— MATERIAL FOR THIS TASK —
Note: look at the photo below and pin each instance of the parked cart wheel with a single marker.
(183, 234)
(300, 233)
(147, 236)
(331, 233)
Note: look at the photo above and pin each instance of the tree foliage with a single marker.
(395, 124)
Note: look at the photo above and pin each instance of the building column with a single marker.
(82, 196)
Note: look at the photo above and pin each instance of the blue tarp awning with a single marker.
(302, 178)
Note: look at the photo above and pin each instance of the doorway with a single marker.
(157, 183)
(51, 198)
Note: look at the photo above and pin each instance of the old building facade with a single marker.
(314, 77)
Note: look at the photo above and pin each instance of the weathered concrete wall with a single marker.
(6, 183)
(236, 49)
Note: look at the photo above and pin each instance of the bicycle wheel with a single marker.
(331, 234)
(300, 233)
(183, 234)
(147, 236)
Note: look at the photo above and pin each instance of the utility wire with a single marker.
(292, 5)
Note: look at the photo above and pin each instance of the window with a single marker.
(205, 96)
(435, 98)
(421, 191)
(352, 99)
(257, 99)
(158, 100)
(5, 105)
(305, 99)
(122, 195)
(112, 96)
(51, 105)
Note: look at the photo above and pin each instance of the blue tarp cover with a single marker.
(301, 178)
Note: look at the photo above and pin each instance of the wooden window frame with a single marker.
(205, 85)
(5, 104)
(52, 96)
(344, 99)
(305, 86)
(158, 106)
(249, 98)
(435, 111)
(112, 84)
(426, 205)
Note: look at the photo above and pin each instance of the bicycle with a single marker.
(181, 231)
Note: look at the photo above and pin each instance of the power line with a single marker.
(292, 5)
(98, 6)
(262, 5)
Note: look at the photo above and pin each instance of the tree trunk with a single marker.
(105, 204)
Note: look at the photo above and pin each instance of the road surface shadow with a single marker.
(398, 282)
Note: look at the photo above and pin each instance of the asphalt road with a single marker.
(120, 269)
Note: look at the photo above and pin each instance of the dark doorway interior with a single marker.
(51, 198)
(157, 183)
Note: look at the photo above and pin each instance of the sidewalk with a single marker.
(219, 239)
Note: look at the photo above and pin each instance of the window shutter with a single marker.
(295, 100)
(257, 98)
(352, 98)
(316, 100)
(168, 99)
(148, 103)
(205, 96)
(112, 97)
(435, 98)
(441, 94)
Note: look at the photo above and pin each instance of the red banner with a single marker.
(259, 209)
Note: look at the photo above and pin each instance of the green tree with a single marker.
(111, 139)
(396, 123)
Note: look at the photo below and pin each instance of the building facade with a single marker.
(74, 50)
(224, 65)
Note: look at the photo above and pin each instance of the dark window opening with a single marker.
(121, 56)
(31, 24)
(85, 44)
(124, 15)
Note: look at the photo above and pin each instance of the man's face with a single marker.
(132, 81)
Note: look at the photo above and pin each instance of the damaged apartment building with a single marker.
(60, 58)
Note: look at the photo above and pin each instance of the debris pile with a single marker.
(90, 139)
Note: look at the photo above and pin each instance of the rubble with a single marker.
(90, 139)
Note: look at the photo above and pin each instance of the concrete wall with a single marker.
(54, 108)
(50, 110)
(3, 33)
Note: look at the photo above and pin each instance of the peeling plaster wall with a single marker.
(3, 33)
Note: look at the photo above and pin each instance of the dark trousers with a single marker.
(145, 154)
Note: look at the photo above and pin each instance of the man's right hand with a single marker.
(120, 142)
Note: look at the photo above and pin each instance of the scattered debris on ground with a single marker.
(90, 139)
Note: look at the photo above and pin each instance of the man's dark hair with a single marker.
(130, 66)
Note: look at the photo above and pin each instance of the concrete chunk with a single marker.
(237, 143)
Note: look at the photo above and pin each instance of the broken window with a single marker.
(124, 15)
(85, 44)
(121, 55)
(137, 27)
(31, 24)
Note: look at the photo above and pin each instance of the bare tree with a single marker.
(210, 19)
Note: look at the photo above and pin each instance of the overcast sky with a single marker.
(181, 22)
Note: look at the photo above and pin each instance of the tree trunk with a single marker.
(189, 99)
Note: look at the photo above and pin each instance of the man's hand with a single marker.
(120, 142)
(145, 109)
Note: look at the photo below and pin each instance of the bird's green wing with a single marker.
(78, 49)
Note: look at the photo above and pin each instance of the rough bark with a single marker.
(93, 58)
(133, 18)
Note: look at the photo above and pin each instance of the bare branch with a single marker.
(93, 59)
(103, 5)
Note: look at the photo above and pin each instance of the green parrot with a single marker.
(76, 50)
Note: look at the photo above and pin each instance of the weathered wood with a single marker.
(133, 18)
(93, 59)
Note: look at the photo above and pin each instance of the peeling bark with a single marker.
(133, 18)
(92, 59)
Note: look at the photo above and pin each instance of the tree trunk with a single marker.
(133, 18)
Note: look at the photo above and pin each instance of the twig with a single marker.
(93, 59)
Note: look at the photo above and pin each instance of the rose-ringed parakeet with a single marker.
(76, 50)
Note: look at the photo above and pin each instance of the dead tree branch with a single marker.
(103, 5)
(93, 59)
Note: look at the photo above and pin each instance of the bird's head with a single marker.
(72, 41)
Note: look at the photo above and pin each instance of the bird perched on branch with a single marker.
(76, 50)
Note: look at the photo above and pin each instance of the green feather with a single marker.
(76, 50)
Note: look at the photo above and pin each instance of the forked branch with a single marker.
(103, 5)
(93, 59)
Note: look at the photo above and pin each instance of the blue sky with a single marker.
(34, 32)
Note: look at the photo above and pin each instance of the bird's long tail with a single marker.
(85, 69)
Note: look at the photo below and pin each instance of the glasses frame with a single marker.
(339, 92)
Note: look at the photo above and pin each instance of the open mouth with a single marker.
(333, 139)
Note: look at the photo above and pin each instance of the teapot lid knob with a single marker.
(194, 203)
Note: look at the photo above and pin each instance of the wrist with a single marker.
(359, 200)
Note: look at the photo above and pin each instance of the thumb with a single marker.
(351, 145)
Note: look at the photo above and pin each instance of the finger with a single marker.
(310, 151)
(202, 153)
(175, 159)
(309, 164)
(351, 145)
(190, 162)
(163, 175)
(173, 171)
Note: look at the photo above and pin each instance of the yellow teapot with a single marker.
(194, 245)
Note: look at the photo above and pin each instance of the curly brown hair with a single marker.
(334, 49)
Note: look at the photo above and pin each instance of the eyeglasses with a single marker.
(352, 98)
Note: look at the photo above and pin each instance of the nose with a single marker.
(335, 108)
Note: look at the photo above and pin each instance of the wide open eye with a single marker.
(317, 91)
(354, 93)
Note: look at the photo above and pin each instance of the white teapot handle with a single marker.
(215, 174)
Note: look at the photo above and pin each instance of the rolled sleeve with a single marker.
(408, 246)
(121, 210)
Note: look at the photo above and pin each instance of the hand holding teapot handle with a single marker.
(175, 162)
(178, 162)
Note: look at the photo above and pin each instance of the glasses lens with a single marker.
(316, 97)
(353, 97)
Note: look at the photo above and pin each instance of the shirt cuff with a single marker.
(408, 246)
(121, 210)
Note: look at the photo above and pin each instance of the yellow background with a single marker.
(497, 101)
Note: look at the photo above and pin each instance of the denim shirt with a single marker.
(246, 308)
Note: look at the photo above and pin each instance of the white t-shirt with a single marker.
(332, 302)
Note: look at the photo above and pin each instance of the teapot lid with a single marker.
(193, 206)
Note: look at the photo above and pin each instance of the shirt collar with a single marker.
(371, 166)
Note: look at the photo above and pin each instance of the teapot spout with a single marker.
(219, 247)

— REQUIREMENT —
Write out the complete set of records exactly as given.

— EXPECTED OUTPUT —
Note: look at the photo below and pin each instance of the parked cart wheel with a single marker.
(183, 234)
(300, 233)
(147, 236)
(331, 233)
Note: look at the photo above and pin each instance of the tree foliage with a single marker.
(395, 124)
Note: look at the photo above and pin each instance of the building column with a single marker.
(82, 196)
Note: look at the photo above and pin each instance of the blue tarp awning with a single marker.
(302, 178)
Note: look at the photo above and pin each instance of the doorway with a single marker.
(157, 183)
(51, 198)
Note: look at the photo above and pin each instance of the old building facade with a single marker.
(314, 77)
Note: look at the photo above and pin each instance of the weathered concrete wall with a single marker.
(6, 183)
(236, 49)
Note: look at the photo above and pin each instance of the bicycle wheel with a single marker.
(331, 234)
(300, 233)
(183, 234)
(147, 236)
Note: look at the photo above and pin each instance of the utility wire with a single marker.
(292, 5)
Note: look at the photo above and pin each instance of the window with a single marker.
(205, 96)
(435, 98)
(421, 191)
(352, 99)
(257, 99)
(158, 100)
(5, 105)
(305, 99)
(122, 195)
(112, 96)
(51, 105)
Note: look at the photo above and pin each instance of the blue tarp cover with a single marker.
(301, 178)
Note: look at the photo above and pin each instance of the wooden window frame with a single marker.
(205, 85)
(5, 104)
(52, 96)
(344, 99)
(305, 86)
(158, 106)
(249, 98)
(435, 111)
(112, 84)
(426, 205)
Note: look at the photo above and pin each instance of the bicycle with a single marker.
(181, 231)
Note: look at the photo above and pin each instance of the power line with a single marker.
(292, 5)
(98, 6)
(262, 5)
Note: look at the photo above and pin each instance of the tree trunk with a single marker.
(105, 204)
Note: look at the photo above and pin each instance of the road surface shadow with a single marker.
(398, 282)
Note: look at the photo above and pin each instance of the asphalt road with a single marker.
(120, 269)
Note: look at the photo above and pin each instance of the dark doorway interior with a single marker.
(51, 198)
(157, 183)
Note: look at the photo above and pin each instance of the sidewalk with a single marker.
(219, 239)
Note: look at the photo above and pin each instance of the window shutter with a single marker.
(295, 100)
(257, 98)
(352, 98)
(316, 100)
(168, 99)
(148, 103)
(205, 96)
(112, 97)
(435, 98)
(441, 94)
Note: look at the photo above and pin each instance of the red banner with a single marker.
(259, 209)
Note: look at the photo above and pin each instance of the green tree with a single marker.
(111, 139)
(396, 123)
Note: look at the photo below and pin each instance of the building facade with a single marker.
(74, 50)
(224, 65)
Note: look at the photo above and pin each instance of the dark window opening with a single marker.
(121, 56)
(31, 24)
(85, 44)
(124, 15)
Note: look at the photo above and pin each instance of the man's face with a single marker.
(132, 81)
Note: look at the photo above and pin each instance of the damaged apartment building with a single marker.
(60, 58)
Note: look at the photo above and pin each instance of the debris pile with a single marker.
(90, 139)
Note: look at the photo above and pin each instance of the rubble with a single marker.
(90, 139)
Note: look at the photo above and pin each instance of the concrete wall with a single marker.
(54, 108)
(50, 110)
(3, 33)
Note: look at the photo above and pin each instance of the peeling plaster wall with a single marker.
(3, 33)
Note: look at the photo above and pin each instance of the dark trousers with a single marker.
(145, 154)
Note: look at the photo above and pin each instance of the man's right hand with a single marker.
(120, 142)
Note: look at the photo above and pin each instance of the scattered debris on ground with a single marker.
(90, 139)
Note: look at the photo above and pin each instance of the man's dark hair with a single marker.
(130, 66)
Note: look at the photo above and pin each instance of the concrete chunk with a single marker.
(237, 143)
Note: look at the photo above and pin each instance of the broken window with a single marker.
(124, 15)
(85, 44)
(121, 55)
(137, 27)
(31, 24)
Note: look at the photo above and pin each instance of the bare tree with a single marker.
(210, 19)
Note: look at the photo above and pin each instance of the overcast sky with a single marker.
(181, 22)
Note: look at the photo above and pin each instance of the tree trunk with a single marker.
(189, 99)
Note: look at the photo above and pin each instance of the man's hand with a single marker.
(120, 142)
(145, 109)
Note: look at the photo below and pin each instance of the bird's green wing with a single marker.
(78, 49)
Note: look at the photo above and pin each instance of the rough bark with a single marker.
(93, 58)
(133, 18)
Note: look at the photo above and pin each instance of the bare branch with a single marker.
(93, 59)
(103, 5)
Note: look at the photo above and pin each instance of the green parrot with a single marker.
(76, 50)
Note: look at the photo above and pin each instance of the weathered wood with a single marker.
(133, 18)
(93, 59)
Note: look at the photo above and pin each instance of the peeling bark with a single marker.
(133, 18)
(92, 59)
Note: look at the photo above and pin each instance of the tree trunk with a single marker.
(133, 18)
Note: look at the photo above and pin each instance of the twig with a single marker.
(93, 59)
Note: look at the photo above and pin each instance of the rose-ringed parakeet with a single marker.
(76, 50)
Note: look at the photo above and pin each instance of the dead tree branch with a single marker.
(103, 5)
(93, 59)
Note: look at the photo above and pin each instance of the bird's head with a single marker.
(72, 41)
Note: look at the photo above and pin each instance of the bird perched on branch with a single marker.
(76, 50)
Note: look at the photo above and pin each instance of the green feather with a single marker.
(76, 50)
Note: look at the photo above and pin each instance of the forked branch with a single marker.
(103, 5)
(93, 59)
Note: look at the photo above and pin each instance of the blue sky with a single marker.
(34, 32)
Note: look at the photo above and pin each instance of the bird's long tail with a single marker.
(85, 69)
Note: look at the photo below and pin each instance of the glasses frame with a single marker.
(339, 92)
Note: look at the photo above and pin each instance of the open mouth with a single marker.
(333, 139)
Note: look at the photo above and pin each instance of the teapot lid knob with a single marker.
(194, 203)
Note: look at the photo above and pin each instance of the wrist with a single marker.
(359, 200)
Note: look at the photo above and pin each instance of the thumb with a single marker.
(351, 145)
Note: look at the photo above and pin each instance of the finger with a single marker.
(310, 151)
(202, 153)
(175, 159)
(309, 164)
(351, 145)
(190, 162)
(163, 175)
(173, 171)
Note: look at the photo above and pin each instance of the yellow teapot with a single marker.
(194, 245)
Note: look at the photo above and pin each instance of the curly brown hair with a single marker.
(334, 49)
Note: look at the photo above and pin each instance of the eyeglasses with a single marker.
(352, 98)
Note: look at the photo above and pin each instance of the nose with a single marker.
(335, 108)
Note: look at the photo above and pin each instance of the wide open eye with a single marker.
(317, 91)
(354, 93)
Note: look at the photo above and pin each instance of the white teapot handle with a single marker.
(215, 174)
Note: look at the photo above and pin each instance of the rolled sleeve with a single marker.
(408, 246)
(121, 210)
Note: look at the photo above and pin each instance of the hand holding teapot handle with a single marker.
(175, 162)
(178, 162)
Note: look at the photo above and pin each instance of the glasses lens with a single marker.
(316, 97)
(353, 97)
Note: look at the photo above and pin each instance of the shirt cuff with a single marker.
(408, 246)
(121, 210)
Note: look at the photo above and pin each instance of the yellow background with a single marker.
(497, 101)
Note: look at the photo above and pin each instance of the denim shirt with a single marker.
(246, 308)
Note: look at the photo above and pin each instance of the white t-shirt with a single marker.
(332, 302)
Note: look at the photo above and pin each instance of the teapot lid with a single marker.
(193, 206)
Note: look at the photo above and pin each instance of the shirt collar with a single marker.
(371, 166)
Note: look at the photo above and pin each instance of the teapot spout with a single marker.
(219, 247)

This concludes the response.